Re: [Rdkit-discuss] Clustering - visualization?

2016-05-14 Thread Robert DeLisle
Thanks, Curt!  I'll give those a look.  It'll give me a very good reason to
start digging into SciPy a bit more and exploit the added functionality
that will bring.

Regarding my original question and for anyone else that might be
interested...

I did indeed find an answer through a lot of code dredging.  I found the
Murtagh.ClusterData() function in RDKit, and was able to generate clusters
from that.  The function returns a single member list, that single member
being a Cluster object.  I can feed that object to ClusterVis.ClusterToImg
to get the dendrogram I wanted.  Here's a short code snip showing the
pieces.

...
c_tree = Murtagh.ClusterData(dists,nfps,Murtagh.WARDS,isDistData=True)
...
rdkit.ML.Cluster.ClusterVis.ClusterToImg(c_tree[0], size=(500,500),
fileName='test.png')
...

I can then break the cluster tree into subtrees:

...
rdkit.ML.Cluster.ClusterUtils.SplitIntoNClusters(c_tree[0], 5)

* * * * *

▶ [Stated problem 1]
In the clustering thread, what does the Murtagh.ClusterData() function return?
▶ [Stated problem 2]
Resume the clustering thread from the point at which it stops, in the same style.
The rows that come next are separate material, unrelated to the clustering thread.

▶ [Records shown]
* * * * *

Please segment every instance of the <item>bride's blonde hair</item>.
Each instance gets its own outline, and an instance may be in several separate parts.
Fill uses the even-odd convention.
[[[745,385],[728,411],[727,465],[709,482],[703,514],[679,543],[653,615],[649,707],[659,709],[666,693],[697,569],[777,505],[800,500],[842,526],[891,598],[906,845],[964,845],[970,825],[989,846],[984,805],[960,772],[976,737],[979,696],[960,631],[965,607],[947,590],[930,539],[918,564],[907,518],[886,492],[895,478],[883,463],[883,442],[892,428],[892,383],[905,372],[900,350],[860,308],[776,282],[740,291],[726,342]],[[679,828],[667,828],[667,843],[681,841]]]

* * * * *

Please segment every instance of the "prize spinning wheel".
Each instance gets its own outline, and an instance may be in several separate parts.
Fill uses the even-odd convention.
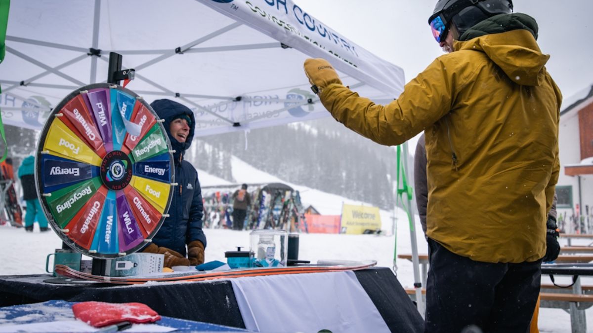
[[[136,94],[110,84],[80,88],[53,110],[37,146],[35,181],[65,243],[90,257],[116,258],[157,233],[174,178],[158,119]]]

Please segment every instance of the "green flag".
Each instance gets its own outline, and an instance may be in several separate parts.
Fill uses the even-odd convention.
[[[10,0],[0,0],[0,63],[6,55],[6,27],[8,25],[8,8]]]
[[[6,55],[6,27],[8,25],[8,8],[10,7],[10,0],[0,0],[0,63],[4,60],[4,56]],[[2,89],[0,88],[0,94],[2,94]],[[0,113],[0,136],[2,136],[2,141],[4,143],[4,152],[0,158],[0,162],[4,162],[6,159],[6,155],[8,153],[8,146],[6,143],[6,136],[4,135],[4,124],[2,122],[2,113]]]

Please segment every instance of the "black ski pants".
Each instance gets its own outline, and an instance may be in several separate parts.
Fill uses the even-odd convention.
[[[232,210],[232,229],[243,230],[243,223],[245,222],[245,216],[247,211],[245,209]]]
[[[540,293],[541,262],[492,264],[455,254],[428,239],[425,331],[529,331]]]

* * * * *

▶ [Exercise result 1]
It returns a single-member list whose one member is a Cluster object.

▶ [Exercise result 2]
...

And I've written a short function to extract out the individual structure
memberships for each group:

...

groups = ClusterUtils.SplitIntoNClusters(c_tree[0], 5)

def GetGroupMembers( grp, memberlist=[] ):
for child in grp.GetChildren():
if (child.GetData() is None ):
GetGroupMembers( child, memberlist )
else:
memberlist.append( child.GetData() )

return memberlist

print GetGroupMembers(groups[0])




On Sat, May 14, 2016 at 11:21 AM, Curt Fischer 
wrote:

> Hi Robert,
>
> For the number of molecules you are interested in, it's viable to use
> SciPy / NumPy clustering functions instead of rdkit's built in C-linked
> functions.  This approach will probably not be as fast rdkit's built-in
> clustering functionalities, and will probably not scale to tens of
> thousands of molecules as well as rdkit's functions, but if you use SciPy
> or NumPy in other types of technical computing, this approach may be more
> transparent, generalizable, and easier to use.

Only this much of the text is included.